# [REQUIRED WORK]
Type out the data again, word for word and in full.

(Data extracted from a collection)
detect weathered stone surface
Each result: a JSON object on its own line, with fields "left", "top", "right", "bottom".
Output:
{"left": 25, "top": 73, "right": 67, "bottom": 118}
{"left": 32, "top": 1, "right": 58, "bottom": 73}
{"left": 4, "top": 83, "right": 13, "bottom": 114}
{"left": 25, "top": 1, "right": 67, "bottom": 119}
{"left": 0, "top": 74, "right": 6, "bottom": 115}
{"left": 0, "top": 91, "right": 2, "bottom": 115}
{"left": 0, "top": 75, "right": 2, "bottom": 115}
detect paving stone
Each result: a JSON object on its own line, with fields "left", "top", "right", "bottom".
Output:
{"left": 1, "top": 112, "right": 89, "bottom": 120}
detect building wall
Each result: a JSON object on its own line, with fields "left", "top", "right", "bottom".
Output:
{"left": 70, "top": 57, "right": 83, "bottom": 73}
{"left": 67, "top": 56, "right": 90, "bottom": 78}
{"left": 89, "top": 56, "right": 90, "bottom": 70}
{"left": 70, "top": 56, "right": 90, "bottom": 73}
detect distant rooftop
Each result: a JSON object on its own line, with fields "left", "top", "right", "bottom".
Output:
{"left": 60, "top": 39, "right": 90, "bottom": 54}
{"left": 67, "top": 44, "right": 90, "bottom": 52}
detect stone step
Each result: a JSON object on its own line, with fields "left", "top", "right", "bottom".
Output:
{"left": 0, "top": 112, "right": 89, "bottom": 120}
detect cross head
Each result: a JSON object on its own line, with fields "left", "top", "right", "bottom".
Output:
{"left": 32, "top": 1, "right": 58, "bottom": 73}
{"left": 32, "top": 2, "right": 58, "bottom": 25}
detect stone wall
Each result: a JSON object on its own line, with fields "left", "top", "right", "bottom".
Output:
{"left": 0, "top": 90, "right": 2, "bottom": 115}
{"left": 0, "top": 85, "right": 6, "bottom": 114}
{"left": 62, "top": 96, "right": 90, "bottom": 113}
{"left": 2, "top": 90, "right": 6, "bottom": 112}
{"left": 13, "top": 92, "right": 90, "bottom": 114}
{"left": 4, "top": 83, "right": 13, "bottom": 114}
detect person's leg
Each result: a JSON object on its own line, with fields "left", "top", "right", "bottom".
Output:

# [PROBLEM SOLUTION]
detect weathered stone surface
Each result: a JSON object on its own line, with fields "left", "top", "right", "bottom".
Output:
{"left": 25, "top": 73, "right": 67, "bottom": 118}
{"left": 32, "top": 1, "right": 58, "bottom": 73}
{"left": 4, "top": 83, "right": 13, "bottom": 114}
{"left": 25, "top": 1, "right": 67, "bottom": 119}
{"left": 0, "top": 74, "right": 6, "bottom": 115}
{"left": 0, "top": 91, "right": 2, "bottom": 115}
{"left": 0, "top": 75, "right": 2, "bottom": 115}
detect paving stone
Each result: a JSON object on its own line, with fields "left", "top", "right", "bottom".
Output:
{"left": 1, "top": 112, "right": 89, "bottom": 120}
detect building wall
Each result: a JSON object on its own line, with fields "left", "top", "right", "bottom".
Output:
{"left": 70, "top": 57, "right": 83, "bottom": 73}
{"left": 67, "top": 56, "right": 90, "bottom": 78}
{"left": 89, "top": 56, "right": 90, "bottom": 70}
{"left": 70, "top": 56, "right": 90, "bottom": 73}
detect distant rooftop
Each result: a JSON object on its own line, with fields "left", "top", "right", "bottom".
Output:
{"left": 60, "top": 39, "right": 90, "bottom": 54}
{"left": 67, "top": 44, "right": 90, "bottom": 52}
detect stone step
Each result: a JSON object on its own line, with fields "left", "top", "right", "bottom".
Output:
{"left": 0, "top": 112, "right": 89, "bottom": 120}
detect cross head
Each result: a JSON object on its own line, with fields "left", "top", "right", "bottom".
Output:
{"left": 32, "top": 1, "right": 58, "bottom": 73}
{"left": 32, "top": 2, "right": 58, "bottom": 25}
detect stone wall
Each result: a JSON object on its own line, with fields "left", "top", "right", "bottom".
Output:
{"left": 0, "top": 90, "right": 2, "bottom": 115}
{"left": 0, "top": 85, "right": 6, "bottom": 114}
{"left": 62, "top": 96, "right": 90, "bottom": 113}
{"left": 2, "top": 90, "right": 6, "bottom": 112}
{"left": 13, "top": 92, "right": 90, "bottom": 114}
{"left": 4, "top": 83, "right": 13, "bottom": 114}
detect person's leg
Each result: a JSON object on its own line, with fields "left", "top", "right", "bottom".
Output:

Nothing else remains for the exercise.